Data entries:
§
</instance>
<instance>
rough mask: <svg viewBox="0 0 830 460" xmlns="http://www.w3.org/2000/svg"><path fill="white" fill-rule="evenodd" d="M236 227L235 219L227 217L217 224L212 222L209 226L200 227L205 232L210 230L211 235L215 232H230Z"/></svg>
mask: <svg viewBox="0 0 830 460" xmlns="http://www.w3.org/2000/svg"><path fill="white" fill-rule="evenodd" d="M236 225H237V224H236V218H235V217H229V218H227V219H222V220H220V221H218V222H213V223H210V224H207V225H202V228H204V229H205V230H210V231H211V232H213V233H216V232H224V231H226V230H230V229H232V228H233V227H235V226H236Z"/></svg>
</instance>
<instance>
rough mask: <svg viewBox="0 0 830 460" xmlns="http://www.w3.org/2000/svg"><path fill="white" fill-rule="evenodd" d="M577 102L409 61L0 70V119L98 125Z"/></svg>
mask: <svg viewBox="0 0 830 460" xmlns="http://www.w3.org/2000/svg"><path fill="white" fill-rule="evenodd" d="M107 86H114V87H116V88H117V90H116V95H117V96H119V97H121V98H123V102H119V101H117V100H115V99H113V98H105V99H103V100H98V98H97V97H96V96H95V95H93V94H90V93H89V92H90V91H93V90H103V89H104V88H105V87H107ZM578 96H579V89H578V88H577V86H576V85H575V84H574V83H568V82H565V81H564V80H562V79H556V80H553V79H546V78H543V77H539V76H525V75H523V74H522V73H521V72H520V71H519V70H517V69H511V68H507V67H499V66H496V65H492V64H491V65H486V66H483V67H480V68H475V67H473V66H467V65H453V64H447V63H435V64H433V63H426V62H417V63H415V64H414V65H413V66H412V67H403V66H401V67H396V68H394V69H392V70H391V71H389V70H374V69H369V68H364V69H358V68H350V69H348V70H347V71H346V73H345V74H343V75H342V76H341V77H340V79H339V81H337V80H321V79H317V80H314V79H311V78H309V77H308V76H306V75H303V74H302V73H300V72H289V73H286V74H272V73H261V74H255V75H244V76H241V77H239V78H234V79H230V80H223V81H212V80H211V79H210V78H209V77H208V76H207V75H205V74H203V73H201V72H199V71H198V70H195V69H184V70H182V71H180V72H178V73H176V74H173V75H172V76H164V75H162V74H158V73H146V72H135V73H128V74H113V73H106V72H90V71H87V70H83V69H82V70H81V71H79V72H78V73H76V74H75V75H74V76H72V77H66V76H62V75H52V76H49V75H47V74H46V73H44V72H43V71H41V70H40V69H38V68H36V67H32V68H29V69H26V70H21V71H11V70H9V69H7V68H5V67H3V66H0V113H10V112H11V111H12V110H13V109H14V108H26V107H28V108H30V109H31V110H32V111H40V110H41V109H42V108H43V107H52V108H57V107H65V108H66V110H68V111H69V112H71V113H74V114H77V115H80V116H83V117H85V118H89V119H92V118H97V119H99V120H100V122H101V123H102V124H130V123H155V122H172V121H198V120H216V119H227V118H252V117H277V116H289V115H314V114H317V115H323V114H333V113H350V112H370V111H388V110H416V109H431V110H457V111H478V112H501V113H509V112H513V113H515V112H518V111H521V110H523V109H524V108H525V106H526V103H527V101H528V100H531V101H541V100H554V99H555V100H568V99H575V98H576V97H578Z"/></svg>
§
### TO DO
Word for word, reproduce every record shown above.

### TASK ANSWER
</instance>
<instance>
rough mask: <svg viewBox="0 0 830 460" xmlns="http://www.w3.org/2000/svg"><path fill="white" fill-rule="evenodd" d="M236 227L235 219L227 217L217 224L212 222L209 226L200 227L205 232L210 230L211 235L215 232H230Z"/></svg>
mask: <svg viewBox="0 0 830 460" xmlns="http://www.w3.org/2000/svg"><path fill="white" fill-rule="evenodd" d="M236 225H237V224H236V218H235V217H229V218H227V219H222V220H220V221H218V222H213V223H210V224H207V225H202V228H204V229H205V230H210V231H211V232H213V233H216V232H224V231H226V230H230V229H232V228H233V227H235V226H236Z"/></svg>
</instance>
<instance>
rough mask: <svg viewBox="0 0 830 460" xmlns="http://www.w3.org/2000/svg"><path fill="white" fill-rule="evenodd" d="M577 102L409 61L0 70V119L98 125Z"/></svg>
mask: <svg viewBox="0 0 830 460" xmlns="http://www.w3.org/2000/svg"><path fill="white" fill-rule="evenodd" d="M107 86H114V87H116V88H117V90H116V95H117V96H119V97H121V98H123V102H119V101H117V100H115V99H113V98H105V99H103V100H98V98H97V97H96V96H95V95H93V94H90V93H89V92H90V91H93V90H103V89H104V88H105V87H107ZM578 96H579V89H578V88H577V86H576V85H575V84H574V83H568V82H565V81H564V80H562V79H556V80H553V79H546V78H543V77H539V76H525V75H523V74H522V73H521V72H520V71H519V70H517V69H511V68H507V67H499V66H496V65H492V64H491V65H486V66H483V67H480V68H475V67H473V66H467V65H453V64H447V63H435V64H433V63H426V62H417V63H415V64H414V65H413V66H412V67H403V66H401V67H396V68H394V69H392V70H391V71H389V70H374V69H369V68H364V69H358V68H350V69H348V70H347V71H346V73H345V74H343V75H342V76H341V77H340V79H339V81H337V80H321V79H317V80H314V79H311V78H309V77H308V76H306V75H303V74H302V73H300V72H289V73H286V74H272V73H261V74H255V75H244V76H241V77H239V78H234V79H230V80H223V81H212V80H211V79H210V78H209V77H208V76H207V75H205V74H203V73H201V72H199V71H198V70H195V69H184V70H182V71H180V72H178V73H176V74H173V75H172V76H164V75H162V74H158V73H146V72H135V73H128V74H113V73H106V72H90V71H87V70H83V69H82V70H81V71H79V72H78V73H76V74H75V75H74V76H72V77H66V76H62V75H52V76H49V75H47V74H46V73H44V72H43V71H41V70H40V69H38V68H36V67H32V68H29V69H26V70H21V71H11V70H9V69H7V68H5V67H3V66H0V113H10V112H11V111H12V110H13V109H14V108H26V107H28V108H30V109H31V110H32V111H40V110H41V109H42V108H43V107H52V108H57V107H65V108H66V110H68V111H69V112H71V113H74V114H77V115H80V116H83V117H85V118H89V119H92V118H97V119H99V120H100V122H101V123H102V124H130V123H155V122H172V121H198V120H216V119H227V118H252V117H277V116H289V115H314V114H317V115H323V114H333V113H350V112H370V111H388V110H416V109H431V110H457V111H478V112H501V113H509V112H513V113H515V112H518V111H521V110H523V109H524V108H525V106H526V103H527V101H528V100H531V101H541V100H554V99H555V100H568V99H575V98H576V97H578Z"/></svg>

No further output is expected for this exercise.